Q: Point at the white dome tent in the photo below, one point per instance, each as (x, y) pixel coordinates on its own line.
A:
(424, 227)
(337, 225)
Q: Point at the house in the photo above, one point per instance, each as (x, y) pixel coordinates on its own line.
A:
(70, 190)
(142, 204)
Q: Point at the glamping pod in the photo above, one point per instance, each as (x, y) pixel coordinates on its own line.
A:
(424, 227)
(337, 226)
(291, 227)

☆ ☆ ☆ ☆ ☆ ☆ ☆

## WHAT THE TASK REQUIRES
Please transcribe word for word the lines from the line with "Q: Point at the house" to the end of the material, both ends included.

## SOLUTION TO THIS PROBLEM
Q: Point at the house in the photo above, one point per instance, each as (x, y) pixel coordinates on its own line.
A:
(70, 190)
(142, 204)
Q: Point at the glamping pod in the photo above, one point per instance, each as (x, y) pixel coordinates on its own line.
A:
(424, 227)
(337, 226)
(291, 227)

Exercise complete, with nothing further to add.